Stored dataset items
________________________________________
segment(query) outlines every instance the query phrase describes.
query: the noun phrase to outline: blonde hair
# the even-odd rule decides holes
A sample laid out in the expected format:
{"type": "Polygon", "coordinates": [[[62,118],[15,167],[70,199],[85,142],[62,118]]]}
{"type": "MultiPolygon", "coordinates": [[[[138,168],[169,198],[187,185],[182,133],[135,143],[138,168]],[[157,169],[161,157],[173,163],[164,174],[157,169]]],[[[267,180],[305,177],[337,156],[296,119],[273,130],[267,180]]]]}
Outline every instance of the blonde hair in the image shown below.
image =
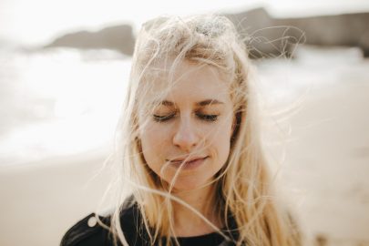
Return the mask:
{"type": "MultiPolygon", "coordinates": [[[[236,245],[299,245],[289,212],[274,196],[272,179],[262,153],[252,67],[246,47],[233,24],[220,15],[159,17],[145,23],[138,36],[117,151],[120,152],[118,163],[122,177],[129,176],[122,180],[126,188],[130,184],[152,243],[166,241],[170,245],[169,239],[175,239],[171,201],[188,205],[173,196],[170,189],[145,163],[138,134],[138,107],[145,103],[145,94],[155,86],[152,82],[155,77],[163,73],[170,75],[183,61],[214,67],[229,78],[235,129],[228,161],[213,180],[220,219],[228,228],[231,227],[228,224],[230,217],[236,222],[238,236],[228,240],[234,241],[236,245]],[[156,67],[163,63],[169,64],[168,70],[156,67]],[[166,241],[161,241],[162,238],[166,241]]],[[[119,220],[125,198],[122,194],[117,200],[111,231],[117,240],[128,245],[119,220]]],[[[211,226],[222,234],[220,229],[211,226]]]]}

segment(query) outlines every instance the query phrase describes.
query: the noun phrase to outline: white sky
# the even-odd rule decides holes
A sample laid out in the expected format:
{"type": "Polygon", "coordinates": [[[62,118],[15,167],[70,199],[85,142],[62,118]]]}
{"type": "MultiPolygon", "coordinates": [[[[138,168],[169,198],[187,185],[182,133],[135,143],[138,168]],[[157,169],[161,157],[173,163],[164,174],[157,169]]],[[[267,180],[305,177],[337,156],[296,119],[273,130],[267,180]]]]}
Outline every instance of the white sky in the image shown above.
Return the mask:
{"type": "Polygon", "coordinates": [[[0,0],[0,37],[37,45],[70,29],[122,23],[138,28],[160,14],[237,12],[261,5],[277,16],[369,12],[369,0],[0,0]]]}

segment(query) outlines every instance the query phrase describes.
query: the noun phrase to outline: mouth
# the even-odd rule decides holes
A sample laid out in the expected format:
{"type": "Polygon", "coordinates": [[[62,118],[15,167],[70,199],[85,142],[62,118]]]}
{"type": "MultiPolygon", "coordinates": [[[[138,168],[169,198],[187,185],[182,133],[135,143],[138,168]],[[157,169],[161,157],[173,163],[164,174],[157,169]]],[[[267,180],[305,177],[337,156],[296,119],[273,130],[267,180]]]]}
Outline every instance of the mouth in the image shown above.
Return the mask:
{"type": "Polygon", "coordinates": [[[190,159],[175,159],[172,160],[169,160],[170,164],[175,167],[175,168],[181,168],[182,169],[194,169],[205,162],[205,160],[209,158],[209,156],[206,157],[193,157],[190,159]]]}

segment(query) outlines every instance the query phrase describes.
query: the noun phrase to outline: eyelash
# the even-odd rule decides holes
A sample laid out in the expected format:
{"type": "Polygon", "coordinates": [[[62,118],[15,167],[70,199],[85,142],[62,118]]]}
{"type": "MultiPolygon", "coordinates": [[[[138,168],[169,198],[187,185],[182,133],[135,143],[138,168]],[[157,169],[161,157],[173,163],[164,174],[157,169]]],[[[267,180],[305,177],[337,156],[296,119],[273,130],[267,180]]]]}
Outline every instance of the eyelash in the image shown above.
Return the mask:
{"type": "MultiPolygon", "coordinates": [[[[168,116],[158,116],[153,115],[154,120],[157,122],[165,122],[173,118],[175,114],[168,115],[168,116]]],[[[219,115],[206,115],[206,114],[199,114],[197,113],[196,116],[202,120],[213,122],[218,119],[219,115]]]]}

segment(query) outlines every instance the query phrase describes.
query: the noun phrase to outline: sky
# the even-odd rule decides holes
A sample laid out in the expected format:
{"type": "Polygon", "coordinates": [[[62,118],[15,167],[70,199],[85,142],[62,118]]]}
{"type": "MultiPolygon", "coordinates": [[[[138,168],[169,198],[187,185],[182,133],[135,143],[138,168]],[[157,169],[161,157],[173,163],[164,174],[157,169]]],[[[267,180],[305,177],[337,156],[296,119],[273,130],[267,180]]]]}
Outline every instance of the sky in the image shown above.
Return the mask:
{"type": "Polygon", "coordinates": [[[264,5],[281,17],[369,12],[369,0],[0,0],[0,38],[42,45],[69,31],[131,24],[163,14],[234,13],[264,5]]]}

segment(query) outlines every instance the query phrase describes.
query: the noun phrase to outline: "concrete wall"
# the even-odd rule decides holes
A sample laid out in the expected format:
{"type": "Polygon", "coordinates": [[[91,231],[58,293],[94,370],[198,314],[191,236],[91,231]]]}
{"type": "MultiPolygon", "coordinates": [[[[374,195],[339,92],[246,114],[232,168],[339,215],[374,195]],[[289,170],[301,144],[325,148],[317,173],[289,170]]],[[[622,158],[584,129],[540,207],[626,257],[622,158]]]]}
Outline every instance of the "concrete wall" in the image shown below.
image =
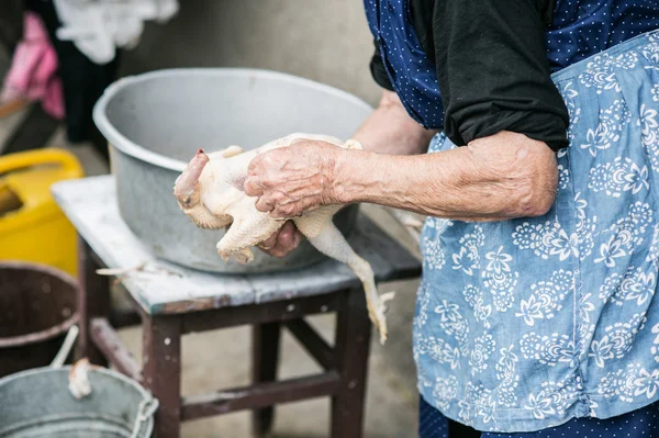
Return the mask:
{"type": "Polygon", "coordinates": [[[170,67],[253,67],[344,89],[376,104],[372,37],[361,0],[179,0],[167,24],[148,24],[122,74],[170,67]]]}

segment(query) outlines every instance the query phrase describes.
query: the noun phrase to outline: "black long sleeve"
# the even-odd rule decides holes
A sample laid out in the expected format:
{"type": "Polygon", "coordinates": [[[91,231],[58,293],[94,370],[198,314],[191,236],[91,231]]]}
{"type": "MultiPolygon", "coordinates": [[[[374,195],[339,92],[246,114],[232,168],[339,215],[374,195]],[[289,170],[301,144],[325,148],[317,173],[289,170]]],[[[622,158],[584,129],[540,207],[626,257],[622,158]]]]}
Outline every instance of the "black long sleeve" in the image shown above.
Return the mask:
________________________________________
**Written task:** List every line of the data above that contains the word "hair", with case counting, and copy each one out in full.

**Exercise output:**
query: the noun phrase to outline: blonde hair
Outline every instance of the blonde hair in the image shown below.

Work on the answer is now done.